• _Records provided_:
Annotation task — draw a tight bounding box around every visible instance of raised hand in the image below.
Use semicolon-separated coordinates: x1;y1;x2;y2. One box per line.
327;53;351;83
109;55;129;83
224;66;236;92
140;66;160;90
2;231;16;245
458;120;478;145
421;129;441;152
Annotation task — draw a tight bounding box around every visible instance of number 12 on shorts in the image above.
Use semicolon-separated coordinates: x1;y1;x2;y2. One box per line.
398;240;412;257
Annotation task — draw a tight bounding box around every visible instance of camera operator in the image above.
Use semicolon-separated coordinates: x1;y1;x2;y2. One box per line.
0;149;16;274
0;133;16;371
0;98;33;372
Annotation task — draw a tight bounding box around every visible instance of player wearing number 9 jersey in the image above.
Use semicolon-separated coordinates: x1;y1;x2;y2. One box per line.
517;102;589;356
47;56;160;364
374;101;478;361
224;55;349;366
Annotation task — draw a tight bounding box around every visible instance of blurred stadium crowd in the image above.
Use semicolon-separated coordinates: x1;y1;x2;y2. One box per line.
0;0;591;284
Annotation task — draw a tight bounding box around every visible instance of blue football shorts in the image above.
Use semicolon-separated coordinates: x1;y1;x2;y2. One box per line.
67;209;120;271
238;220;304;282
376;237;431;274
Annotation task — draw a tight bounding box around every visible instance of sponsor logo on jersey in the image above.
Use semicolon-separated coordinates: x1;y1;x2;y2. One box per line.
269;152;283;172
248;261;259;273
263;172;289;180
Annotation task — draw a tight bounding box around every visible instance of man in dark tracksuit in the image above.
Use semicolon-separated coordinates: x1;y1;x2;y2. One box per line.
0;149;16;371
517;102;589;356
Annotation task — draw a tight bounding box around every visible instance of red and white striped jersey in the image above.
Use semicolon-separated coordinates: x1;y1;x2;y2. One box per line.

• _Exercise directions_: Reproduce all of the data above, line for line and without any change.

• _Task output_:
Annotation task — draw a tight bounding box around every visible instance of raised hand in the image below.
Use semicolon-separated coordinates: x1;y1;x2;y2. One box per line.
327;53;351;83
109;55;129;83
224;66;236;92
140;66;160;90
2;231;16;245
458;120;478;145
421;129;441;152
Annotation task — draw a tight bounding box around every visible instance of number 12 on shorts in the image above.
Use semicolon-separated coordinates: x1;y1;x2;y2. One box per line.
398;240;412;257
Annotation task — draw a tight bounding box around every visible instance of camera operator in the image above.
Use semicolon-separated coordinates: x1;y1;x2;y2. One box per line.
0;149;16;274
0;133;16;371
0;98;33;372
Annotation task — draw a tight bounding box around every visible instance of player wearing number 9 jersey in the image above.
Use semicolon-separated coordinates: x1;y1;x2;y2. One box per line.
517;102;589;356
47;56;160;364
374;101;478;361
224;55;349;366
Annotation task — draw a tight bounding box around every visible instance of blurred stadium crowd in the image above.
Use semicolon-separated coordinates: x1;y1;x2;y2. One box per line.
0;0;591;284
Annotation task — draw a tight bounding box around every visible instance of blue football shorts in the image above.
Use semicolon-separated coordinates: x1;y1;x2;y2. One box per line.
67;209;120;271
238;220;304;282
376;237;431;274
Annotation task — draw a tight bounding box around every visible instance of sponsor logo on jersey in the image above.
Use semicolon-separated coordinates: x1;y1;x2;y2. One box per line.
269;152;283;172
248;261;259;273
263;172;289;180
Annotation task — draw a tight bounding box around every visible instance of man in dark tracksuit in the image above.
Use semicolon-separated coordinates: x1;y1;x2;y2. One box per line.
0;149;16;371
517;102;589;356
Annotation task — draw a tight bounding box around every visible instance of red and white striped jersey in the image above.
Use semicolon-separated coordinates: x1;y1;x2;y2. One box per line.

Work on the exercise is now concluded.